[start Entries shown]

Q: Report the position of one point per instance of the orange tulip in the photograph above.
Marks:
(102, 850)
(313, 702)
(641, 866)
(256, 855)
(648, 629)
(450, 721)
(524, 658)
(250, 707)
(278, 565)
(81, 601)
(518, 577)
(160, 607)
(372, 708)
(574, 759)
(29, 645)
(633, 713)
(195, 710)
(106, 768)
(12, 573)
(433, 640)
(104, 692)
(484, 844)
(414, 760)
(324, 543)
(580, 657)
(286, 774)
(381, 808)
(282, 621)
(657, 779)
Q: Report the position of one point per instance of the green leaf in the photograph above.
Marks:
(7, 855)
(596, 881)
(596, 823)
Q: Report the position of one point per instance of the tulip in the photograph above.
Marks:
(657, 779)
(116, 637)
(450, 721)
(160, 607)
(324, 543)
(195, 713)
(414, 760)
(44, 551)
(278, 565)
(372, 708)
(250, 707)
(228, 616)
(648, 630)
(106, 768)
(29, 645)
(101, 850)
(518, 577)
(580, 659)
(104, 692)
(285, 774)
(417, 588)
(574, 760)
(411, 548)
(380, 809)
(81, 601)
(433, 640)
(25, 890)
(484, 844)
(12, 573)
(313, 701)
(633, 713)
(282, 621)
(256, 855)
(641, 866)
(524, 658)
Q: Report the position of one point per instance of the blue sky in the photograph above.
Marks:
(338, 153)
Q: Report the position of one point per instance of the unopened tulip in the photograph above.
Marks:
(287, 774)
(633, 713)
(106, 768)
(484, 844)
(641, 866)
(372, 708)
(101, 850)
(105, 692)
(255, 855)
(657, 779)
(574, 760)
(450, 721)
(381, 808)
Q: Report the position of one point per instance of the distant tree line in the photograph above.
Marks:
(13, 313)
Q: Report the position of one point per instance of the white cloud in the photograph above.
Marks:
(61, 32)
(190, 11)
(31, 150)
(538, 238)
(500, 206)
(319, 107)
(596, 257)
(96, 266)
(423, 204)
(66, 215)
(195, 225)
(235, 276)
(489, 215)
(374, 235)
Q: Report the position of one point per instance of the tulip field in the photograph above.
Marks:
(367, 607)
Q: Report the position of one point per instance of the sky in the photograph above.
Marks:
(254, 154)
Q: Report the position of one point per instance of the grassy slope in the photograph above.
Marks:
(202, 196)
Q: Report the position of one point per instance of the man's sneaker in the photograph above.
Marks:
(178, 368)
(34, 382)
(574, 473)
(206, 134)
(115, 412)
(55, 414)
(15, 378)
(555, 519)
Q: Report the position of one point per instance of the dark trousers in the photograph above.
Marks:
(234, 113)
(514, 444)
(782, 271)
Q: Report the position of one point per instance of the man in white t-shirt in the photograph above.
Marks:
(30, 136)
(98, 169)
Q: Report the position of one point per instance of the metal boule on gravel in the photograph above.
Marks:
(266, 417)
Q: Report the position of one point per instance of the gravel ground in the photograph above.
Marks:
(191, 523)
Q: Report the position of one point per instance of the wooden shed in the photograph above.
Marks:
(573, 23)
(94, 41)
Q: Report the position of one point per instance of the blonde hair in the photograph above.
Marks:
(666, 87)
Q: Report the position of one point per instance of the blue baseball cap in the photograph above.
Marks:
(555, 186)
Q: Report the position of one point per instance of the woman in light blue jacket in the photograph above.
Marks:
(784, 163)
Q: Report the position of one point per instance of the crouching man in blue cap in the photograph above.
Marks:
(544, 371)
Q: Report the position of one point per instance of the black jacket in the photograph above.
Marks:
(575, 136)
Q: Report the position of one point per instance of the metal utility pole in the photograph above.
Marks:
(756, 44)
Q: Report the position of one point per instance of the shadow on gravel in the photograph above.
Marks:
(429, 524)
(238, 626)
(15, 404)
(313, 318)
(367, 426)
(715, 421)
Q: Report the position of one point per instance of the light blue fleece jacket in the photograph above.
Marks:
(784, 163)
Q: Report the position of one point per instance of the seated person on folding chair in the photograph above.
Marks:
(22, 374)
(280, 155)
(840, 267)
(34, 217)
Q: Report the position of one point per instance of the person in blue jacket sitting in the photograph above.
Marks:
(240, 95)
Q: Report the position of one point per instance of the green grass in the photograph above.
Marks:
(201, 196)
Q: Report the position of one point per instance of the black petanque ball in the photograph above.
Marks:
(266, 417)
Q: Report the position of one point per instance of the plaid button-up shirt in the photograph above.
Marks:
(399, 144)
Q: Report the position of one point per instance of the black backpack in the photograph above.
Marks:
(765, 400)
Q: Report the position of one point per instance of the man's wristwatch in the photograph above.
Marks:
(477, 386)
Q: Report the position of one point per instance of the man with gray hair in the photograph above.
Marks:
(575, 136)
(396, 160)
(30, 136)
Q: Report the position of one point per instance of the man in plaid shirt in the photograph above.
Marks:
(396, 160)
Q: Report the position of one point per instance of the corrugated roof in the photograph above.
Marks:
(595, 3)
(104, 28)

[end Entries shown]

§ **Task requirements**
Write the lines out verbatim, from the one with "fleece jacket in the photograph above." through the last line of the entries, and stop there.

§ **Complete answer**
Q: Report the position of one point per instance of the light blue fleece jacket in the photograph above.
Marks:
(784, 163)
Q: Report the position of one point per instance of the seated person on folding chair in the photograph above.
Marks:
(22, 374)
(280, 155)
(840, 267)
(34, 217)
Q: Report the position of one point per instance of the person in blue jacket sitting in the photograph above.
Marks:
(240, 95)
Q: Report the position of one point per instance of the green grass in the photograph above.
Marks:
(201, 196)
Q: Report the position of one point per instance of the black petanque ball in the photograph above.
Marks:
(266, 417)
Q: Report the position of one point per instance of the plaid button-up shirt in the photograph above.
Marks:
(399, 144)
Q: Report the position of one point per instance of the black backpack in the photograph above.
Marks:
(765, 400)
Q: Report the position of one point per instance of the man's wristwatch in the photograph above.
Marks:
(477, 386)
Q: Report the position of one point per instance of the man with gray hair in the photograph above.
Marks:
(575, 136)
(396, 160)
(30, 136)
Q: Report the position of one point per instance of the man in plaid shirt in the photograph above.
Marks:
(396, 160)
Q: Report the position of one point per instance of the corrugated roof in the photograph above.
Marks:
(595, 3)
(104, 28)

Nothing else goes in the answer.